General wildlife habitat advice:
Planting Native Grasses and Forbs
Although known to be especially beneficial to species of song birds and game birds, many of Iowa's birds, mammals, reptiles and insects require grasslands at some point in their life cycle. In general, wildlife prefers open grasslands with a high concentration of forbs, especially legumes. Forbs and legumes produce seeds and high protein forage providing a food source. These open grasslands provide loafing, foraging, dusting and brood rearing cover. Dense grass stands can provide escape cover from predators. Rather than being flattened by snow cover, warm season grasses tend to bow over (forming tunnels) and return to an erect stature with snow melt. Two-thirds of a native prairie plants' biomass is located in its root system. This extensive network, sometimes more than 12 feet long, provides excellent soil stability, organic matter/nutrient build-up, and mineral translocation.
A high-diversity seed mix will most closely replicate historical vegetation and provide needed diversity for wildlife habitat. A seed mix should include a variety of grasses, sedges, legumes, and forbs (wildflowers). A diverse planting will provide a variety of food and cover, attracting a large number of different wildlife species. Species selected should only be those that were historically found in the area. Use caution not to include cultivar (flower garden) varieties of native prairie species. Avoid using seed nurseries "prairie-in-a-can" standard mixes which can contain species or hybrids that were not historically native to this area.
Iowa DNR Prairie Seeding Guidelines
Establishing Native Plants
The Northern Bobwhite (Colinus virginianus) commonly referred to as a Bobwhite Quail is a species that was once very plentiful in the southern half of Iowa. Unfortunately, populations of the species have seen a dramatic decrease in Iowa and across its entire range in the United States since the 1960's. The reason for this decline is mainly a result of land use changes over that same time period. Agricultural fields have gotten increasingly larger, plum and hedge filled fence rows have become scarce, and the weedy crop fields of the past have been replaced by weed free fields that are sprayed with herbicide annually. On the other hand this does not mean that southern Iowa landowners cannot have quail on their land if they perform the proper management. By providing the proper amount of habitat, landowners can have quail on their land and if they control enough acres or work with their neighbors in a large area quail populations could be significant. This habitat management should be centered on providing early successional weedy cover along with shrubby cover that is adjacent to cropland. Contact your local DNR private lands program representative to schedule a free one on one site visit and develop a quail management plan today!

● Task directions
Copy, word for word, the part of the wildlife habitat advice above that opens with the words "A high-diversity seed" and closes with "to this area.".

● Record set
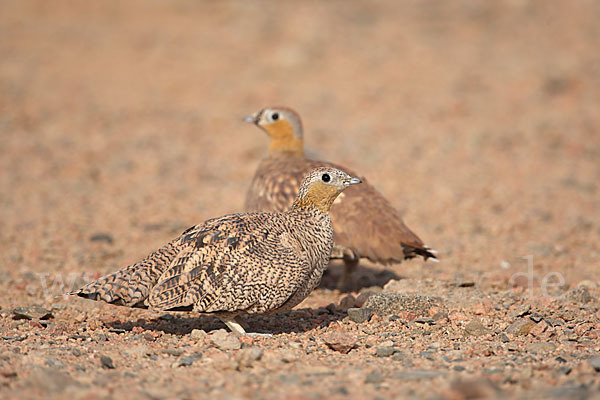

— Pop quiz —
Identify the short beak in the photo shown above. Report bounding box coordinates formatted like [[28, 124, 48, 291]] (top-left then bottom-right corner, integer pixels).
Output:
[[244, 112, 260, 124], [346, 178, 362, 186]]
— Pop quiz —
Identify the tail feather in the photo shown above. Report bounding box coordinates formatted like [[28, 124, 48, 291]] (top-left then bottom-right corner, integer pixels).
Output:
[[402, 245, 440, 262], [68, 240, 180, 307]]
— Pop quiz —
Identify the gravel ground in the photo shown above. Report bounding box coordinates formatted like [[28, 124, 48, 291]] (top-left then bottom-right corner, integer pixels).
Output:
[[0, 0, 600, 400]]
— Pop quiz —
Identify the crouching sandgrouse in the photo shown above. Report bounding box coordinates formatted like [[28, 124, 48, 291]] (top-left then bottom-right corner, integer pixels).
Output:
[[245, 107, 437, 285], [70, 167, 360, 334]]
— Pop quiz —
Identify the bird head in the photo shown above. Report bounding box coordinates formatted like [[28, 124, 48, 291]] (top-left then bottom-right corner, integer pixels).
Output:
[[244, 107, 304, 155], [292, 167, 361, 213]]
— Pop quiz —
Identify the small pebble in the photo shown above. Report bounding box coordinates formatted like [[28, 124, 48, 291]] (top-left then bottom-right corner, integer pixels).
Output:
[[365, 371, 385, 384], [348, 308, 373, 323], [13, 304, 52, 319], [100, 356, 115, 369], [588, 356, 600, 372], [375, 346, 396, 357]]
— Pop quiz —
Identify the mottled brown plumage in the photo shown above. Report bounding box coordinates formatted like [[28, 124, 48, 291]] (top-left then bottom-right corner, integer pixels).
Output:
[[71, 168, 360, 334], [245, 107, 437, 284]]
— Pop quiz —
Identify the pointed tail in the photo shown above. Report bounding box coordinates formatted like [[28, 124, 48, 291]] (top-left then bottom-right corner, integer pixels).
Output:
[[67, 239, 181, 307]]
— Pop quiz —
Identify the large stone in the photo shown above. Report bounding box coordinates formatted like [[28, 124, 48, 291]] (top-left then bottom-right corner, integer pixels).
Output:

● Exercise solution
A high-diversity seed mix will most closely replicate historical vegetation and provide needed diversity for wildlife habitat. A seed mix should include a variety of grasses, sedges, legumes, and forbs (wildflowers). A diverse planting will provide a variety of food and cover, attracting a large number of different wildlife species. Species selected should only be those that were historically found in the area. Use caution not to include cultivar (flower garden) varieties of native prairie species. Avoid using seed nurseries "prairie-in-a-can" standard mixes which can contain species or hybrids that were not historically native to this area.